(Dataset entries)
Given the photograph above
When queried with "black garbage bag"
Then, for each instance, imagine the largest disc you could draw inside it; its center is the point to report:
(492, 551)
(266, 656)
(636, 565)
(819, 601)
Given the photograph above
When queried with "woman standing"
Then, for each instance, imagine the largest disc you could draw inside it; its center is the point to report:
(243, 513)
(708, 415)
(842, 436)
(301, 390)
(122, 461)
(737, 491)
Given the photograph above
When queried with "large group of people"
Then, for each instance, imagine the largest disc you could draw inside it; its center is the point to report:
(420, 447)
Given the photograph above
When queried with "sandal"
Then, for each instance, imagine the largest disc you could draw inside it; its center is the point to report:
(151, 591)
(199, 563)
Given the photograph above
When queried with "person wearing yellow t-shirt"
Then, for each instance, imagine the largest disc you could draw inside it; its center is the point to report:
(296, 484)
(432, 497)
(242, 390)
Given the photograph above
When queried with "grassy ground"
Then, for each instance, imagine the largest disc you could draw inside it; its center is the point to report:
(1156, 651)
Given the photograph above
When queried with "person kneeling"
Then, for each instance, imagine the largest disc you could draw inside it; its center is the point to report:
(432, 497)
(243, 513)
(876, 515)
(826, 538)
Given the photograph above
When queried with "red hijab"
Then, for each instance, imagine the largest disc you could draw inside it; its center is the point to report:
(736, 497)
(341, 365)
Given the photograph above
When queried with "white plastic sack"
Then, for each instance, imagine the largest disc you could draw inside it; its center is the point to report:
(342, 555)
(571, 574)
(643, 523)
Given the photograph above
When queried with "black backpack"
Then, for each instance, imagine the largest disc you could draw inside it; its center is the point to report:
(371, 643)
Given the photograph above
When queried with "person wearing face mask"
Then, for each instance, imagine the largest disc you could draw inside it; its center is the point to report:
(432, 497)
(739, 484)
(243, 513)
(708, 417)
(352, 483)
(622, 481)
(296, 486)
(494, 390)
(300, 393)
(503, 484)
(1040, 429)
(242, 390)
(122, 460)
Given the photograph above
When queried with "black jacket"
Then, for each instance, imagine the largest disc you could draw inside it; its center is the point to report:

• [Exercise aim]
All entries must be duplicated exactly, with none left out.

• [Solution]
Given the photograph above
When queried with "black garbage bag"
Then, for each instance, imagine the largest disc you could draw inside it; its center is the point to report:
(492, 551)
(266, 656)
(636, 565)
(819, 601)
Given the photograph above
When queried with "woman standing"
Then, for each instance, imagine the largest disc you could draw inside it; its center is the point to report:
(243, 513)
(708, 415)
(842, 436)
(301, 390)
(122, 461)
(737, 491)
Given the photograph above
When queried with "large group of people"
Then, for each instance, imagine the largest disc you could draw inside it; its center is the point to report:
(420, 447)
Given the photograph above
When queried with "sandal"
Then, for each instance, imagine the largest disc you could draw inside it; its center is the point to report:
(151, 591)
(199, 563)
Given the photograph above
When queried with "person wearing yellow t-shirt"
Then, for each instance, imagine the largest disc you could draw inside it; its center is the point to report:
(296, 484)
(432, 497)
(242, 390)
Given the photograph above
When queried with "grassy ground"
Then, for each instance, imagine the largest disc you could draw inside it; its center is the point to report:
(1156, 651)
Given the photograph above
When queried with "person kneeling"
Then, for each instance, imagine the largest disc you could draw inside it; its center is the point to report:
(432, 497)
(243, 513)
(876, 515)
(826, 538)
Given the photograph above
When queried with "red hijab"
Then, for each instance, imagine the largest disc you could draw inside it; its center is the point to report:
(736, 497)
(341, 365)
Given the photograph above
When queried with "white plastic sack"
Then, for each instance, imagine the largest disc you could draw inside it; its center is the point to report:
(342, 555)
(571, 574)
(643, 523)
Given the photograph above
When queried with "black backpack"
Then, for each instance, imagine the largest disc you could draw inside it; its center is the point to report:
(371, 643)
Given the photograph above
When queried with "person wearing face mask"
Then, for each instance, imagine the largest disc you could draw inside it; its center is the point to report:
(432, 497)
(739, 484)
(243, 513)
(708, 417)
(352, 483)
(622, 481)
(296, 486)
(494, 390)
(300, 393)
(503, 484)
(1040, 429)
(242, 390)
(122, 460)
Given the photograph above
When queried with "black jacket"
Then, for each instance, imagine the largest disc you could draw inside it; its center is the point to report:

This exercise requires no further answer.